> _対象の文章_
◆ ◆ ◆ ◆

年に一度のごちそう。島の恵みをたっぷり蓄えたオブジェの正体とは!
2021.10.31 (SUN)
福岡空港からわずか35分で渡島できる対馬。
日本で3番目に大きな島のほとんどが山という対馬では、海の恵みだけではなく、山の恵みもたくさんあります。対馬の山の中でよく見かける奇妙な木の置物。その中に入っているのは、甘くて美味しい、貴重な山の恵みでした。
(取材・文 対馬ライター 佐々木 達也)
ニホンミツバチだけが生息する対馬。島中の花から集めた絶品蜂蜜
現在日本における養蜂のほとんどは、セイヨウミツバチという海外から入ってきたミツバチを使っています。
本土から離れた対馬は、日本在来の二ホンミツバチだけが生息する日本唯一の場所で、昔ながらの方法で養蜂が行われています。
1500年以上の歴史を持つ対馬の養蜂
家の軒下や裏山の斜面などに立っている木製の奇妙な置物。
対馬のいたるところにあるこの正体は、「蜂胴(はちどう)」と呼ばれる丸太の中をくり抜いた蜂の巣箱です。
この中で二ホンミツバチに巣を作ってもらい、蜂蜜を取っています。
対馬での養蜂の歴史は古く、江戸時代にまとめられた記録では、西暦500年代にはすでに養蜂が行われていたという記述があり、江戸時代には朝鮮通信使への差し入れや、将軍や大名への送りものとして利用されていたとされています。
蜂胴はそのころから使われている道具で、島の風景の一部になっています。
二ホンミツバチが生み出す濃厚な蜂蜜
二ホンミツバチが集める蜜は、カシやヤマザクラといった木の花をはじめ、レンゲやソバなど色々な花の蜜を集める事から、「百花蜜(ひゃっかみつ)」と呼ばれています。
セイヨウミツバチに比べ小柄なことから、集める量は少ないですが、色々な花の蜜が集まったフルーティーで濃厚な味は、一度舐めたらクセになる美味しさです。
蜂たちからのおすそ分け、蜜取りは年に一度のおたのしみ
蜜取りは年に一度、夏から秋に変わる時期に行われます。頃合を見計らって蜂胴のふたを開けると、ミツバチたちがせっせと作ったハチの巣に、たっぷりの蜜が入っています。
養蜂をしている対馬の人たちは、それぞれ自家製の道具を使って蜂胴から巣を切り取り蜜を集めます。

◆ ◆ ◆ ◆

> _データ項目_
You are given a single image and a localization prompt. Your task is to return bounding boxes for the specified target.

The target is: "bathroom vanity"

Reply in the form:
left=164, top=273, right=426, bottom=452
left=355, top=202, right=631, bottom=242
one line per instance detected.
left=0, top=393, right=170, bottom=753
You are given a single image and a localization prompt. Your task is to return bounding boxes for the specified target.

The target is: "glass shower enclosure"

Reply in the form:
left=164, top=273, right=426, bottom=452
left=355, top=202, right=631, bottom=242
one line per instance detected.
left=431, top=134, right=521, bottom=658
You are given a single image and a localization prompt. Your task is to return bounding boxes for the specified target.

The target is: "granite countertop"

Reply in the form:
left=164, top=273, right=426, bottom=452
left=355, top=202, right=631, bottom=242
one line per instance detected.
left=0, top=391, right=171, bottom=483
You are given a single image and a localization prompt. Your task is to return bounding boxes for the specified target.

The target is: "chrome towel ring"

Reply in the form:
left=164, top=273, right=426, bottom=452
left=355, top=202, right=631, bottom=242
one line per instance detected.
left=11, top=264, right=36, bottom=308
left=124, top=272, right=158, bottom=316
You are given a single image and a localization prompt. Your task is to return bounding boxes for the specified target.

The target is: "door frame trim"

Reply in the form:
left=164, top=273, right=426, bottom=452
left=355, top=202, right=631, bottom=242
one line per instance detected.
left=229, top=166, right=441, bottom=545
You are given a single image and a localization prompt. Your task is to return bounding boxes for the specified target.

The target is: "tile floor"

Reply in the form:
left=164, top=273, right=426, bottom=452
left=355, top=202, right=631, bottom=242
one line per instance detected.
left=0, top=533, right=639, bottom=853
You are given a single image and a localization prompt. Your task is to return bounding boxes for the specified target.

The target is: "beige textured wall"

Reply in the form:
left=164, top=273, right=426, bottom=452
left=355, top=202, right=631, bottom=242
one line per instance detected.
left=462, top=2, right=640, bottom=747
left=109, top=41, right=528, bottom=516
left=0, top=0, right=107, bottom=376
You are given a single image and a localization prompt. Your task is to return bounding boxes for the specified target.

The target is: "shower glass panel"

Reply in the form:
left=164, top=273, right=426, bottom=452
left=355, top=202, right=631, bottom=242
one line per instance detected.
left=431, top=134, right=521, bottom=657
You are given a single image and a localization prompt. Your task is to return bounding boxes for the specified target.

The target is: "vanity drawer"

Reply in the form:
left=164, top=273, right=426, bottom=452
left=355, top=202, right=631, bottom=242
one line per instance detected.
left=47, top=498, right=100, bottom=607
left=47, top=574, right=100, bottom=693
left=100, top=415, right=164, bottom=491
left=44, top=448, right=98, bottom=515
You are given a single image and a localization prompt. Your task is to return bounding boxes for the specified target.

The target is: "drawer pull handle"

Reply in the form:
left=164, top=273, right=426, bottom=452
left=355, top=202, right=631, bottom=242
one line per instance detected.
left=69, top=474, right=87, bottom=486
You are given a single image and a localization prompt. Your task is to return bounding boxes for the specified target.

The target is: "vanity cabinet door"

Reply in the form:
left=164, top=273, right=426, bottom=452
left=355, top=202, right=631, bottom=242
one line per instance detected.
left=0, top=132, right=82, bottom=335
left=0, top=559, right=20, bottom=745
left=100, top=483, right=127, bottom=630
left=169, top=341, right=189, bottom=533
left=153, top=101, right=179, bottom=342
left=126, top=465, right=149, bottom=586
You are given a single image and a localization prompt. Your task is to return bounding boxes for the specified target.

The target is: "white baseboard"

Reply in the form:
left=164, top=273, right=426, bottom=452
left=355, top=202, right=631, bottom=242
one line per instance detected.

◆ ◆ ◆ ◆

> _やること_
A) 対馬の養蜂についての文章を2文で要約してください。
B) 対馬の養蜂についての文章を、最後の文の後から書き継ぐ。

> _順番どおりの回答_
A) 対馬は日本在来のニホンミツバチだけが生息する日本唯一の場所で、丸太の中をくり抜いた「蜂胴」という巣箱を使って昔ながらの方法で養蜂が行われ、その歴史は1500年以上にわたる。ニホンミツバチが色々な花から集める蜜は「百花蜜」と呼ばれ、集まる量は少ないもののフルーティーで濃厚な味で、蜜取りは年に一度、夏から秋に変わる時期に行われる。

B)
この時、巣にある蜜の3分の1は残しておきます。これは、これから冬を越す蜂たちのもので、人はあくまで蜂たちの蜜を分けていただいているという立場です。そんな気持ちが通じてか、蜜を採る間、よっぽどのことがない限り蜂が襲ってくることはありません。
撮影している時、蜂たちがやってきて1匹が耳の中へ入ったりしましたが、びっくりするというより、戯れているという不思議な感覚が印象的でした。
スッキリとした甘さに、身体中に幸せが走る
蜜切りの時のおたのしみは、そう「お味見タイム!」。
蜜があふれるハチの巣を指でつまんで口の中へ。濃厚な甘さが口の中いっぱいに広がります、しかも後味はスッキリ。あまりのおいしさに、思わず唸ってしまうほどです。
たくさんの種類の花の蜜が複雑に織りなす深い味わい蜂蜜は、決してくどくなく、いくらでも食べられそうです。
蜂蜜を目と舌で味わう至福の時間
二ホンミツバチの蜂蜜は、島のお土産屋さんやスーパーの店頭に並ぶのですが、近年の生産量の減少も相まってとても貴重、高値で取引されていて、なかなか手が出ません。
そんな貴重な蜂蜜をぜひ味わいたい!という皆さん、厳原町のふれあい処では、対馬特産の藻塩が入ったソフトクリームとのコラボレーションを楽しむ事が出来ます。
注文すると、ソフトクリームと木のスプーンに入った蜂蜜が別々に届けられ、食べる直前に自分でトッピング。
目と舌で味わう対馬の自然をどうぞご堪能ください!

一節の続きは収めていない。